Task instructions =>
Edit the rows below by replacing every "single dot" with "small cross", leaving all other wording unchanged. Reproduce the rows without the pictures.

= = = = = = =

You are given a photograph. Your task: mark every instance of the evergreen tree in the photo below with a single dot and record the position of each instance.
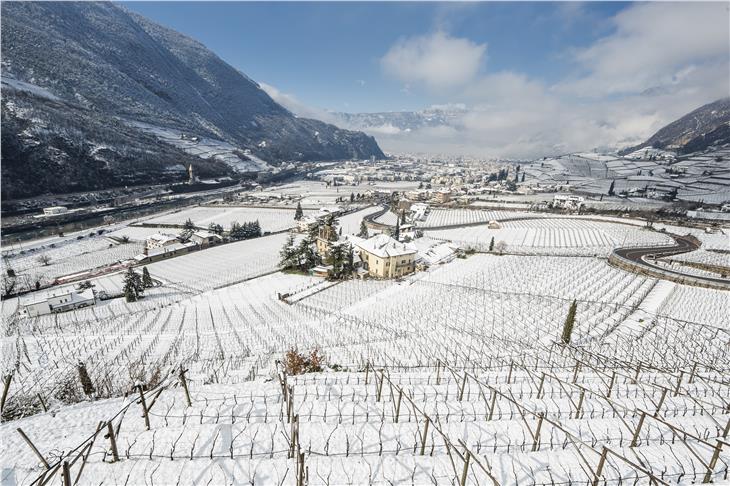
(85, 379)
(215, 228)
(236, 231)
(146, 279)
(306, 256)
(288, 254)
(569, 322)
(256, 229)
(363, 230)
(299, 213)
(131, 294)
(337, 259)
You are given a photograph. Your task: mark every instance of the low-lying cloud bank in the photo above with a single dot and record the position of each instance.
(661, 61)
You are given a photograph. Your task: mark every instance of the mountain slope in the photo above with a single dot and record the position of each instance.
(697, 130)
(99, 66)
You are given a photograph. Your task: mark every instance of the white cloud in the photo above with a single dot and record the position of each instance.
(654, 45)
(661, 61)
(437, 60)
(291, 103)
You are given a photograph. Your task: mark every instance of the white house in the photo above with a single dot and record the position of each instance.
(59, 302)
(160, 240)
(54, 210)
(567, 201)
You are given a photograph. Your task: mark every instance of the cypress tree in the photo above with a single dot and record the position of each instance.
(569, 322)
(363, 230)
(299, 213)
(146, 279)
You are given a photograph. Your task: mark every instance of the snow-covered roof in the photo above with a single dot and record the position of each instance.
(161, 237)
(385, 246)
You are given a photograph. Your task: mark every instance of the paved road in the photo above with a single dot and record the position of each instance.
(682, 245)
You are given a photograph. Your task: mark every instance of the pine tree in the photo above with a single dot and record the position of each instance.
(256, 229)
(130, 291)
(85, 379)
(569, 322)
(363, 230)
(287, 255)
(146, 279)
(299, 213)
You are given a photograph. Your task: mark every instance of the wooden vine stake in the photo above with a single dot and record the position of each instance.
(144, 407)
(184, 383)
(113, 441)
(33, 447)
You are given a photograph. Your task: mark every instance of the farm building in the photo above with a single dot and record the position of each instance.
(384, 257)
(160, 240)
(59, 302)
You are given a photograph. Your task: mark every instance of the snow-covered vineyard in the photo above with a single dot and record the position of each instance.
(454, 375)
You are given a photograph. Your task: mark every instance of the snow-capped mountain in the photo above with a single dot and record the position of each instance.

= = = = = = =

Result of the exercise =>
You are given a photograph. Your task: mark every instance of the evergreen tree in the photo below with a small cross and record the position of each instance.
(85, 379)
(215, 228)
(236, 231)
(146, 279)
(306, 256)
(288, 254)
(569, 322)
(256, 229)
(363, 230)
(299, 213)
(131, 294)
(337, 259)
You are given a photograph. Your task: mark every instance of the low-lying cloud bank in the photo above with a small cross and record the position of each instance.
(661, 61)
You are given a photograph. Your task: mark every instance of the mountain slope in the photo above with a small cross and record the position of each instance.
(697, 130)
(99, 66)
You are given a photograph. Your task: mark every instance of the white cloud in the photo above with a small cross and record the position of each instance.
(654, 45)
(661, 61)
(437, 60)
(291, 103)
You are given a photograph. Your task: mark every instance of the white house in the photo above with a small cross and record the position of each instance.
(59, 302)
(160, 240)
(54, 210)
(567, 201)
You are given a photograph. Your task: mark every instance of the cypress tree in the photo above with a small cross and record the position of each instance.
(569, 322)
(363, 230)
(299, 213)
(146, 279)
You are given a photograph. Your task: mark every instance of the snow-covered roof in the photo above with a small cross and record the position of each instance.
(161, 237)
(385, 246)
You are given a photograph. Your task: mark every instance of the paved road in the photo above with a small cross and record the position of each instance.
(682, 245)
You are given a photograph. Your task: mark every instance of the pine tree in the photo above with a small cross and record the position of each instance.
(256, 229)
(130, 291)
(85, 379)
(569, 322)
(363, 230)
(287, 255)
(146, 279)
(299, 213)
You are given a photograph. Your task: mark every instance of the wooden vine stake in the photo above with a small cross and record the position of each instance.
(144, 407)
(184, 383)
(113, 441)
(33, 447)
You are given a photograph. Your task: mark every instance of the farm building in the photo above with a small cross and record the position of each instance.
(384, 257)
(160, 240)
(59, 302)
You are given a photograph. Your task: mark every instance of the snow-covered vineyard in the photo above with a small cross and record the position of each instance.
(454, 375)
You are given a photograph. Your task: mark every instance of the snow-capped mountain in the photo above with a small cross and record the position of each instance.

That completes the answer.